Copy the rows below word for word, starting at the first line and ending with the line that contains "(1252, 827)", including that line.

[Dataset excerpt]
++++++

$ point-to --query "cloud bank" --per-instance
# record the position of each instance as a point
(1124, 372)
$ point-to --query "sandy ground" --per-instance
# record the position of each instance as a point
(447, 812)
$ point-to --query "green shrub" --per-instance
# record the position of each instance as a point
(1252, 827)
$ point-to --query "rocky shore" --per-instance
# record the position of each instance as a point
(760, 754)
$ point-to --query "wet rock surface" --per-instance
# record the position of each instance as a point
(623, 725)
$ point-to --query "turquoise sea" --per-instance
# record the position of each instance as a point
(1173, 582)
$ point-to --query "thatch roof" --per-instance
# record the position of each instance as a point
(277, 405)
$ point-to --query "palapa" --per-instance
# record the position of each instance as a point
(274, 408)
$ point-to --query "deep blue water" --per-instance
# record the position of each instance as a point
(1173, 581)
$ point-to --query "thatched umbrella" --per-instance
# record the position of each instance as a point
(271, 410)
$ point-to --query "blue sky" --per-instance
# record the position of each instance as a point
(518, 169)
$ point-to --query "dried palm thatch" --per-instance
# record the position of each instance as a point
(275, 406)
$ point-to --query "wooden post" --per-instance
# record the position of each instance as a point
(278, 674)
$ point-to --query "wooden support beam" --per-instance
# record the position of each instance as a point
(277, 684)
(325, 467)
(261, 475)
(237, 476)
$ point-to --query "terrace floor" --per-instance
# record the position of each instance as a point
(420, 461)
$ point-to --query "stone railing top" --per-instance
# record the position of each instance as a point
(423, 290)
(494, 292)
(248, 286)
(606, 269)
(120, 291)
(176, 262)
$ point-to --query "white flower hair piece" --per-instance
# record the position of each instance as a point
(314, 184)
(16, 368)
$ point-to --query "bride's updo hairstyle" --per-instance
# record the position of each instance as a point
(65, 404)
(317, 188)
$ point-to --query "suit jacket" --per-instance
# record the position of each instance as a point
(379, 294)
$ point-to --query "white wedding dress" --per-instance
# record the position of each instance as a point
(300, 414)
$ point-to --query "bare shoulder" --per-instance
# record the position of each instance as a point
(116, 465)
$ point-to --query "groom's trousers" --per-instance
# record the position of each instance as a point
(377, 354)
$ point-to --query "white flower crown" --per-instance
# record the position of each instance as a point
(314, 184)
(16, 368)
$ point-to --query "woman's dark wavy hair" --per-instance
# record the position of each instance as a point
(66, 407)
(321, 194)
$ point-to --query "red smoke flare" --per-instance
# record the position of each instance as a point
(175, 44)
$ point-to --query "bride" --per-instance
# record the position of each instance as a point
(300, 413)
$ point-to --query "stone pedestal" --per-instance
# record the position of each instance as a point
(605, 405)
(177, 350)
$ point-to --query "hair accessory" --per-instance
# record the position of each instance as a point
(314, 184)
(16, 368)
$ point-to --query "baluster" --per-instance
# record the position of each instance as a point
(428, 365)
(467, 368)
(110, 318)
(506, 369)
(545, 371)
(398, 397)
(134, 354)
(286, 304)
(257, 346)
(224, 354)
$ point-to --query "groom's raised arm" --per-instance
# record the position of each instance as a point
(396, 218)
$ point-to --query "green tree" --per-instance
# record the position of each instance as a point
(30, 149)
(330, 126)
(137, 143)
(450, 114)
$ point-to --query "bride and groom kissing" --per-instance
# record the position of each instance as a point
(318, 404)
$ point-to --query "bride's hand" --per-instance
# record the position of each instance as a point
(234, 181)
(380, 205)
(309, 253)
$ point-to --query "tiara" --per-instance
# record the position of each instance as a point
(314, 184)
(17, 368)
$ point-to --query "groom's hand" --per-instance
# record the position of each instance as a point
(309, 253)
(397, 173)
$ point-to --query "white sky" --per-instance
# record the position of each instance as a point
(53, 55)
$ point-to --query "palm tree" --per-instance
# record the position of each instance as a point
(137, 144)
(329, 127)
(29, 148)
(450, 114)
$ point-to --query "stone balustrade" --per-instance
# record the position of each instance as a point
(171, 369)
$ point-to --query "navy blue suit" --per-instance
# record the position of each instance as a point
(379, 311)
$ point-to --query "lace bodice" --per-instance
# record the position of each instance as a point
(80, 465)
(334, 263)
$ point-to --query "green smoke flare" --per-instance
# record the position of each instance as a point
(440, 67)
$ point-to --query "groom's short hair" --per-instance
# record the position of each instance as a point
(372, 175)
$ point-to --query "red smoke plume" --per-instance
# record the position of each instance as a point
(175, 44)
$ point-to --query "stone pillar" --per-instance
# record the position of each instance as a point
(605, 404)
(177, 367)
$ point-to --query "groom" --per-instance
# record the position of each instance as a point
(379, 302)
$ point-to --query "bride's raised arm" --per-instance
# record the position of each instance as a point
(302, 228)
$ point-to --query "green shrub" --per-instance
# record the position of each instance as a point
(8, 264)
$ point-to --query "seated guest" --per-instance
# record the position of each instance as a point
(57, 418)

++++++

*OUTPUT BELOW*
$ point-to --query "cloud bank" --per-instance
# record the position of each instance as a point
(1124, 372)
$ point-to --query "sandy ground" --per-instance
# record the position of each instance as a point
(447, 812)
$ point-to --query "green shrub" --per-instance
# record the position of each instance as a point
(1252, 827)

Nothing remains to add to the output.